## Activities
a – In the disaster recovery text, what is the total of BIDMC's year-by-year budget?
b – Transcribe the stretch of the disaster recovery text from "Library catalog - If" through "without causing harm.", word for word.
c – According to the disaster recovery text, why are the uptime requirements at HMS less rigorous?

## Text segment

Library catalog - If the library catalog is disrupted, users will have to seek other sources of information on the web. A slight inconvenience will occur. Downtimes could be extensive without causing harm.

Step 2 We mapped out single points of failure in power, cooling, networks, servers, storage and infrastructure applications (i.e. DNS/DHCP) We developed an incremental plan to address these vulnerabilities and hired a new employee to coordinate risk mitigation efforts, beginning with enhancements to our existing data center.

Step 3 Since the data center itself was a single point of failure, we constructed a geographically distant data center to mitigate loss of the primary data center and have begun replicating data and applications in this secondary location.

BIDMC is in year 3 of a 5 year disaster recovery center implementation plan. The year by year budget totaling $13 million dollars which will support the recovery time and point objectives specified by our business impact analysis is here.

Harvard Medical School
HMS is in year 2 of a 5 year plan to provide similar protections. Since HMS is not a healthcare delivery organization but provides education, research and administrative services, the uptime requirements are less rigorous. HMS had a slightly different set of business requirements to meet when we began this project. Its primary data center was located in a 100 year old building with limited electrical and cooling support. Hence we wanted to establish a secondary data center which was an extension of the existing primary data center, then move all mission critical systems to the new data center, reserving the original data center for less critical applications and disaster recovery. The HMS five year milestones can be summarized as

Year 1 Create a new Data Center and run both the old and new physical locations as a single "virtual data center". This allowed us to keep existing applications running, add new applications to the new data center, and migrate servers from old to new in phases.
Year 2 Create a redundant network core and begin to operate the two physical locations as a primary and backup data center. Hire a disaster recovery coordinator.
Year 3 Create redundant storage, high performance computing and active/passive email hosting divided between the two data centers.
Year 4 Create redundant installations of critical applications between the two data centers
Year 5 Create redundant installations of critical applications between the two data centers

Each year of these plans enables us to progressively reduce risk. Of course, this disaster recovery planning must be complemented by a disaster response plan including calling/paging trees, communication strategies, and a playbook for responding to critical incidents. I'll post these plans in a later blog entry.

## Point-per-instance localization data
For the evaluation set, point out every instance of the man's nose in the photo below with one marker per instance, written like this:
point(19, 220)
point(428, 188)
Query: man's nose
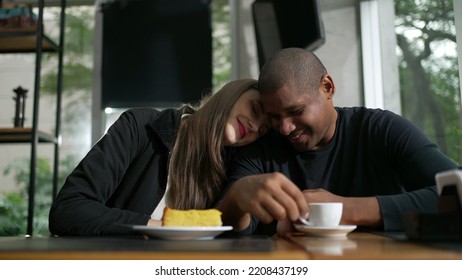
point(286, 126)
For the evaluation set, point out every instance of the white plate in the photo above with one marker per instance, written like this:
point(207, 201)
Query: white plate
point(337, 231)
point(182, 233)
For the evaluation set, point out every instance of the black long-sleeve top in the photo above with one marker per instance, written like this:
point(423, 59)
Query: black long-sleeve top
point(373, 153)
point(122, 178)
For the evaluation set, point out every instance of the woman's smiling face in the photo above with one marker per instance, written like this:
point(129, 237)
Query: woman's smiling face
point(247, 120)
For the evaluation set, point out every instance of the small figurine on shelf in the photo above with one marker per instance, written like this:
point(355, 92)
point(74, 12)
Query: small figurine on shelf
point(20, 99)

## Numbered responses
a – $13 million

b –
Library catalog - If the library catalog is disrupted, users will have to seek other sources of information on the web. A slight inconvenience will occur. Downtimes could be extensive without causing harm.

c – HMS is not a healthcare delivery organization. It provides education, research and administrative services, so its uptime requirements are less rigorous.